ASSIGNMENT. Look through the data below, and copy each line that carries the word "pole".

RECORDS FOR THE TASK.
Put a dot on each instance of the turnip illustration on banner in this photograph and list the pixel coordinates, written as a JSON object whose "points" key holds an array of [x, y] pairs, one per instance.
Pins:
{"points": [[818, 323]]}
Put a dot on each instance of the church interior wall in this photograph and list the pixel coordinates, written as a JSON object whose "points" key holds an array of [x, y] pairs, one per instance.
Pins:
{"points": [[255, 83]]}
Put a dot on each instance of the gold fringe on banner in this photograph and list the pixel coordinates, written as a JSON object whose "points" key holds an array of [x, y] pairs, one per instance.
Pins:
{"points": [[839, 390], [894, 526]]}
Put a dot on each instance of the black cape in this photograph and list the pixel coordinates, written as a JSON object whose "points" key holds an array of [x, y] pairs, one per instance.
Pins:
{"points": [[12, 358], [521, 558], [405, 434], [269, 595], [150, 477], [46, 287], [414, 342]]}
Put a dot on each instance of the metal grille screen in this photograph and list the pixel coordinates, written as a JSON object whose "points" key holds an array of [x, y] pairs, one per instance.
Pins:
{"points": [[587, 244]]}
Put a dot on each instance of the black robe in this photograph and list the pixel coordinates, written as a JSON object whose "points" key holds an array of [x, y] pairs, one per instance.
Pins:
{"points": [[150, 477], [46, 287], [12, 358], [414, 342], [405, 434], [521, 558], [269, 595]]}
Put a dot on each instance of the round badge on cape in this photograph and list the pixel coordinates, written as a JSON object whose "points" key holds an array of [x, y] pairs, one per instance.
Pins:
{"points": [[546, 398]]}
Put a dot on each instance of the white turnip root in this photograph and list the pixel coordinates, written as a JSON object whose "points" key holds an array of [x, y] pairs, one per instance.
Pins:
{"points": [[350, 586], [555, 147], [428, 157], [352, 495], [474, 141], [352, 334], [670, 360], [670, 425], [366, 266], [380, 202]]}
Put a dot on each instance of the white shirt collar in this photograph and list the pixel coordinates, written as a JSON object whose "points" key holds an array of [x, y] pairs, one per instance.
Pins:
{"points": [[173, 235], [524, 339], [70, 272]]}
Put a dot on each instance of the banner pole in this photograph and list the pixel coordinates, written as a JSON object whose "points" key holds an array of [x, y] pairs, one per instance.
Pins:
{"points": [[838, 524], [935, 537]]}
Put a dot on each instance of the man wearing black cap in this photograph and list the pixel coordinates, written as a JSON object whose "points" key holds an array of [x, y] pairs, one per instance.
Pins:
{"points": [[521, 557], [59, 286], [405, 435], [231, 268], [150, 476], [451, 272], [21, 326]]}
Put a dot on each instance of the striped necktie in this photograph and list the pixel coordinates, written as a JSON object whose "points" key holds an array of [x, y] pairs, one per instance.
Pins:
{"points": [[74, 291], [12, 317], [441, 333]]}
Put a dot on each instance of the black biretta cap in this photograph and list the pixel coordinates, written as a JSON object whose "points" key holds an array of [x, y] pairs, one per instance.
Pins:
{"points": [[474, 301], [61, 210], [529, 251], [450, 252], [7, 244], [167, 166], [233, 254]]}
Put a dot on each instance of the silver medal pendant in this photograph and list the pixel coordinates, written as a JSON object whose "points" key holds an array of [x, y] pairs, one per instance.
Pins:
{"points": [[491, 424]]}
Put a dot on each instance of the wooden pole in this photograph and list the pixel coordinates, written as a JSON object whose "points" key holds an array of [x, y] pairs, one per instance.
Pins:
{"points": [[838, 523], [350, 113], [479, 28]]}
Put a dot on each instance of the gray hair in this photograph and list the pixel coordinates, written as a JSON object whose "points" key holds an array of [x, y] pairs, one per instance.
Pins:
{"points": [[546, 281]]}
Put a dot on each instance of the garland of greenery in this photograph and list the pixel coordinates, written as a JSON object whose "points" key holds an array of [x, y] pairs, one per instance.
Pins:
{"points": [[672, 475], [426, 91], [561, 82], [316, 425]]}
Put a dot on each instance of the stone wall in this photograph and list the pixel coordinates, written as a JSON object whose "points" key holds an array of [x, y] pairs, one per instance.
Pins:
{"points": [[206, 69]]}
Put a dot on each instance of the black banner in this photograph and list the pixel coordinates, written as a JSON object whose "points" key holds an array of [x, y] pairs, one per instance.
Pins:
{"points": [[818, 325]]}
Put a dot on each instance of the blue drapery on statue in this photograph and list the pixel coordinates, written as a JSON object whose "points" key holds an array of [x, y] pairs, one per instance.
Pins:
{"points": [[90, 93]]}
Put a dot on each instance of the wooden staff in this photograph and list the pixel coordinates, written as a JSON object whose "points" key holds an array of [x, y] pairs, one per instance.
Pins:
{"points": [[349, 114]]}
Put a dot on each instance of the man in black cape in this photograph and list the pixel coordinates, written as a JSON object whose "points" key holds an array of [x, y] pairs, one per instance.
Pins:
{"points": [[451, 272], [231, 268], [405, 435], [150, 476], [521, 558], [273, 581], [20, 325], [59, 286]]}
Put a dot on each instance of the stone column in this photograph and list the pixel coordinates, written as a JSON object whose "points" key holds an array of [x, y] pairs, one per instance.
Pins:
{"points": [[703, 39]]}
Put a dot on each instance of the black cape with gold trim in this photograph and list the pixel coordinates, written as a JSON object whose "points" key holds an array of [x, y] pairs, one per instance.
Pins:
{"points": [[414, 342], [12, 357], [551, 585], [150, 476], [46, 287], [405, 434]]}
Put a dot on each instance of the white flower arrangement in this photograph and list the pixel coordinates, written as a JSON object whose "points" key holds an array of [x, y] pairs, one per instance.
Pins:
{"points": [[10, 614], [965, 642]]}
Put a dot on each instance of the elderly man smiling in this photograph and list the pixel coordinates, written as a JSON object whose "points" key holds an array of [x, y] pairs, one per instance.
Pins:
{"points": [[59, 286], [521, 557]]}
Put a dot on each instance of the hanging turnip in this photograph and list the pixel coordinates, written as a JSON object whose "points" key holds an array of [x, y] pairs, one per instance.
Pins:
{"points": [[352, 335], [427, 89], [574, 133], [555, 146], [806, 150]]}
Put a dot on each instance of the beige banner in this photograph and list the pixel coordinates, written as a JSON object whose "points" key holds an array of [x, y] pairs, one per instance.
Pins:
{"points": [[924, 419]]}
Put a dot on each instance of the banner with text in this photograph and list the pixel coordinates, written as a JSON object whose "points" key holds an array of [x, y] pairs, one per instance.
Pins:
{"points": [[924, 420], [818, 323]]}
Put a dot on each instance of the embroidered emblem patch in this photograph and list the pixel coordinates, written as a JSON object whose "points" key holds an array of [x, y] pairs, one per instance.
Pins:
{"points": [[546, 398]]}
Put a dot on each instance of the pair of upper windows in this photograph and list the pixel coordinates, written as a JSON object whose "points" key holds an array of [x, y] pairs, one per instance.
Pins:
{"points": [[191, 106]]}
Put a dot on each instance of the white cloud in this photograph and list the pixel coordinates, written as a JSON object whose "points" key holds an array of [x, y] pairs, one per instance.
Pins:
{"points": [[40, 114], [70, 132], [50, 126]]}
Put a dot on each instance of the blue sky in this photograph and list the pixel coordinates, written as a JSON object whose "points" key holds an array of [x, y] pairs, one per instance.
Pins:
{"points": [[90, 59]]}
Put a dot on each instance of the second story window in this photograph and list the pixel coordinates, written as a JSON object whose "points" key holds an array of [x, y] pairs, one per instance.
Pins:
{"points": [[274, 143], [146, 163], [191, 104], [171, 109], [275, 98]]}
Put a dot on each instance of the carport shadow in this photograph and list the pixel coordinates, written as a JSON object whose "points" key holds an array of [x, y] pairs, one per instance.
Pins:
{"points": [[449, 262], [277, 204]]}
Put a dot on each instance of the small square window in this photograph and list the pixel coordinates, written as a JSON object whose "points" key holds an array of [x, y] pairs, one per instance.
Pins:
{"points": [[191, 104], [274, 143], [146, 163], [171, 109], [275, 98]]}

WRITTEN SOLUTION.
Put a dot on each instance of the banner pole in this photograph and list the pixel coordinates, written as a JSON object whose "points" key holds an array of [x, y] pairs, one per instance.
Put a dot on each instance of the wooden pole in this photograph and list the pixel coordinates, written as a JSON object whose "points" key holds an array of [x, y] pairs, one per instance.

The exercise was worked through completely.